→ **Task requirements**: Translate this sentence from the article below on the plenary session into French: "Scholars and doctors met on Pitt’s campus yesterday to discuss the pressing issue of preventing biases in the sciences from private interests and companies."

→ **Source text**:
-- Opening Marker --

Plenary session explores pharmaceutical industry

By MARGARET KRAUSS

Scholars and doctors met on Pitt’s campus yesterday to discuss the pressing issue of… Scholars and doctors met on Pitt’s campus yesterday to discuss the pressing issue of preventing biases in the sciences from private interests and companies.

Held in the Assembly Room of the William Pitt Union, the plenary session titled “Protecting Science from Bias by Private Interests” featured several key speakers. Sheldon Krimsky, a professor of urban and environmental policy at Tufts University, and Catherine D. DeAngelis, the editor of the Journal of the American Medical Association and a member of Pitt’s Board of Trustees, were only two of the distinguished speakers.

“Economic partnerships with the pharmaceutical industry don’t have to be evil,” Arthur S. Levine, dean of the School of Medicine, said during the event.

-- Closing Marker --

→ **Information**:
-- Opening Marker --

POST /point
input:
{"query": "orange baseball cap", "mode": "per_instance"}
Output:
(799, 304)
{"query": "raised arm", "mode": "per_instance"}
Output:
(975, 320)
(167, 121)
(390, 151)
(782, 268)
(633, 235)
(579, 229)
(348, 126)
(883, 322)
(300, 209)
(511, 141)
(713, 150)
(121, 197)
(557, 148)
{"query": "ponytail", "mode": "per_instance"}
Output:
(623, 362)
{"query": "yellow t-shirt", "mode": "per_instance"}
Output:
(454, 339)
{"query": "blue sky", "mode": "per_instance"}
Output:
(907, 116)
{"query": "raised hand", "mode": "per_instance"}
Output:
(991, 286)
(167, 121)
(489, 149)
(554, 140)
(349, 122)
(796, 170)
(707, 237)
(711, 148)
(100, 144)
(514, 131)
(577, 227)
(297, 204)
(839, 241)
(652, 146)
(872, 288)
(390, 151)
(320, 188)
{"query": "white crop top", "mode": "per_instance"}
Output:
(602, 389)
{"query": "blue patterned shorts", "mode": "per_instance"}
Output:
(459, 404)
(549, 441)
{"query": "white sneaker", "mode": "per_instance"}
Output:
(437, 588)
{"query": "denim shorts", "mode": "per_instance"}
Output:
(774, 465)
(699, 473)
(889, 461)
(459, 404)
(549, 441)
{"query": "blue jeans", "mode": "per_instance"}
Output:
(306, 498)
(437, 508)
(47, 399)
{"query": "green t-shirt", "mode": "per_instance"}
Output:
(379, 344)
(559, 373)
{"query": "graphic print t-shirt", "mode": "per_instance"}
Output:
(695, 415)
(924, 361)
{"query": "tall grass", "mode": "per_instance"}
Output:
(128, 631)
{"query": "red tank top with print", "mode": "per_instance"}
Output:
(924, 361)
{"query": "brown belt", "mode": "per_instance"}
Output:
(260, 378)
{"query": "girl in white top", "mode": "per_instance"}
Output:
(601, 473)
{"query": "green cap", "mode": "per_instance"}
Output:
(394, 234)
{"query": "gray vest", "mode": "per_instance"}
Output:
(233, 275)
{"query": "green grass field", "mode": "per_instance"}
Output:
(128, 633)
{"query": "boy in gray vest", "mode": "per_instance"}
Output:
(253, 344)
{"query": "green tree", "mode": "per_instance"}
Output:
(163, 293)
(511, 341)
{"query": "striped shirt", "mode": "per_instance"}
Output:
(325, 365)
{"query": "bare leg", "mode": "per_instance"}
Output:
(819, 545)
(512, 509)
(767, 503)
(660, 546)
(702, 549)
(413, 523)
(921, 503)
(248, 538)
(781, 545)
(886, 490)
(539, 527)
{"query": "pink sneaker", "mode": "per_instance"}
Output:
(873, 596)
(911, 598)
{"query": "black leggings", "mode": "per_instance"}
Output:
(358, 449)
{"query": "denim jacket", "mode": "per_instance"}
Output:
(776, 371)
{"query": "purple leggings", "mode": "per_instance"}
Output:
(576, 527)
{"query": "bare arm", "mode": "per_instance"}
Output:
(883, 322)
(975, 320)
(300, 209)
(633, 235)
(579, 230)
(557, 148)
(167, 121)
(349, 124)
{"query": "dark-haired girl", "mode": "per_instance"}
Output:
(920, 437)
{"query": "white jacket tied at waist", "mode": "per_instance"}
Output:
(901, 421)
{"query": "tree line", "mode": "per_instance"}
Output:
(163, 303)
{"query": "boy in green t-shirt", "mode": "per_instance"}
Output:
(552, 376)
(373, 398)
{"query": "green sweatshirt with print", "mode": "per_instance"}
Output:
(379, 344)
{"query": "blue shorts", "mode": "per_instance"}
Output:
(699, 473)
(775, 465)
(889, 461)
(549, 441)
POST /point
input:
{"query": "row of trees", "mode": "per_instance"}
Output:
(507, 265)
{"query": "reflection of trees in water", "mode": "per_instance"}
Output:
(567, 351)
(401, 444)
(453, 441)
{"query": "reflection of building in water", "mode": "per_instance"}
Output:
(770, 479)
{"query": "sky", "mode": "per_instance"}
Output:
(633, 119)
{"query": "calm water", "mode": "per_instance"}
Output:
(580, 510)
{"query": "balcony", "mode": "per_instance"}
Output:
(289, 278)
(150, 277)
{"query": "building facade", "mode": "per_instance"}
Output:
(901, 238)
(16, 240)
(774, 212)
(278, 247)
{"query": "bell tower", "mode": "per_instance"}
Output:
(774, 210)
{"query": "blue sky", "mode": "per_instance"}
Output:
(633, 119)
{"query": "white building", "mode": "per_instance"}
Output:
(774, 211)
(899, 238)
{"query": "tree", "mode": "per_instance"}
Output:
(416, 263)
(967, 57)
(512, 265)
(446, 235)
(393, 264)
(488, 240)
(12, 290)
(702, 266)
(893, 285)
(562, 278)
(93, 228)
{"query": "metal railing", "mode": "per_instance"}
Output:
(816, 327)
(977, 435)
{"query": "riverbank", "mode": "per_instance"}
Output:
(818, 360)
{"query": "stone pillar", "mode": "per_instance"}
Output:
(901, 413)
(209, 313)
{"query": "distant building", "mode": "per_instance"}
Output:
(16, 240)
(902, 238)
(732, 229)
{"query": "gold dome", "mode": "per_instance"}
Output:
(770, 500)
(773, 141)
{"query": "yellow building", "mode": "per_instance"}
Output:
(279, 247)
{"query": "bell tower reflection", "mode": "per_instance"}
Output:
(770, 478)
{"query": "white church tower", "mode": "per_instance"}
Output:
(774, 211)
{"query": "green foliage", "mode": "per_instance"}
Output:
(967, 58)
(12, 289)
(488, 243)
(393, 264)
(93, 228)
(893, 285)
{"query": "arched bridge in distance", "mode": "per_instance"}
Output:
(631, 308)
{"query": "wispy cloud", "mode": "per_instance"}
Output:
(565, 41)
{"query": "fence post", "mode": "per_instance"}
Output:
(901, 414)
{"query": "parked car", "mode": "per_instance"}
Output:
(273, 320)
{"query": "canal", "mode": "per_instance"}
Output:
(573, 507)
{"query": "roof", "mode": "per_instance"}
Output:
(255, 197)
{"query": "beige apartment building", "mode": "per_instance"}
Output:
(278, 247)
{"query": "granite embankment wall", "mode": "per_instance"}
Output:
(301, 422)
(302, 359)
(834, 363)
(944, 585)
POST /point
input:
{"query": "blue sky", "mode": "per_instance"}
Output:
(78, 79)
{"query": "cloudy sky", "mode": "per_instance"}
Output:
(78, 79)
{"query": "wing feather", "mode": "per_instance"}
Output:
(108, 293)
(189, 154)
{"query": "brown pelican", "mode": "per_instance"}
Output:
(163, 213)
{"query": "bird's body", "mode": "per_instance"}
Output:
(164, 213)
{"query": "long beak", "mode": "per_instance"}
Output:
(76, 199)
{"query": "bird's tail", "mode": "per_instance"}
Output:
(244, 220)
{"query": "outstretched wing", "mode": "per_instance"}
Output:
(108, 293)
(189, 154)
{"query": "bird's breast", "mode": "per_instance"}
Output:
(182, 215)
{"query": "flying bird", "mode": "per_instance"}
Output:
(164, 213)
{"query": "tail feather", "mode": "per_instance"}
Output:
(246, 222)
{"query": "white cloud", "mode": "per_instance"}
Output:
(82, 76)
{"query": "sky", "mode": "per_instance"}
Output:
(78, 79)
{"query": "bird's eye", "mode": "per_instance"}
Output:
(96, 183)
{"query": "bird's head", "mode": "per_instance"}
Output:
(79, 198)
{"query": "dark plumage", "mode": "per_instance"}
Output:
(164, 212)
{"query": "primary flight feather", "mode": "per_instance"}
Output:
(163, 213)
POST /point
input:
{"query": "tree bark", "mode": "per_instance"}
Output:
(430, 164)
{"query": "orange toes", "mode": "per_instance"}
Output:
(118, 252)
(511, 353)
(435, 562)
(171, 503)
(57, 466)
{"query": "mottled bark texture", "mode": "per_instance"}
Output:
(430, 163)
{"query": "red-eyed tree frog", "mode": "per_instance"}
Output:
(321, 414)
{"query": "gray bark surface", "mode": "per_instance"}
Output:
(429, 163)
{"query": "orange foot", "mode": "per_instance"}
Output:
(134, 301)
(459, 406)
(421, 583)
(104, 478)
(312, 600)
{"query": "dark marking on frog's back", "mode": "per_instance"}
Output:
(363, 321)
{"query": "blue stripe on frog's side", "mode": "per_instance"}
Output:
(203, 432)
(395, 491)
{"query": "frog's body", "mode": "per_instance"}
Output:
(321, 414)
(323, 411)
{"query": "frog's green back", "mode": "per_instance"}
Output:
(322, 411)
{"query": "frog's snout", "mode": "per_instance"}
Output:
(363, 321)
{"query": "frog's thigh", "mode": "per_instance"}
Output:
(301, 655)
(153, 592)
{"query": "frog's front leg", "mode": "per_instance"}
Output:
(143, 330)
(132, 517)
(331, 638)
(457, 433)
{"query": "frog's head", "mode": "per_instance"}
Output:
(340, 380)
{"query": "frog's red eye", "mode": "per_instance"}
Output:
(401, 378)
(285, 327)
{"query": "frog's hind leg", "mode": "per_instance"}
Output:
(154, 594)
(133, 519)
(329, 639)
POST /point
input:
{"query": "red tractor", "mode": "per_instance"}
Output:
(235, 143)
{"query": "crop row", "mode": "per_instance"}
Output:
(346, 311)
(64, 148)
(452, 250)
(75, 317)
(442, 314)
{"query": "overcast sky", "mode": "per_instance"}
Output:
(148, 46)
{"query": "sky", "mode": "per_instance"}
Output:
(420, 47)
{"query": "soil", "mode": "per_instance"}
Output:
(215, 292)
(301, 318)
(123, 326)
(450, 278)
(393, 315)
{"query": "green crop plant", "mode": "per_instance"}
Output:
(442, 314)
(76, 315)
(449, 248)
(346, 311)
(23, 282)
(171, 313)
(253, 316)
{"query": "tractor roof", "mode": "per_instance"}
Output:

-- Closing Marker --

→ **Task output**: Des universitaires et des médecins se sont réunis hier sur le campus de Pitt pour discuter de la question urgente de la prévention des biais introduits dans les sciences par des intérêts privés et des entreprises.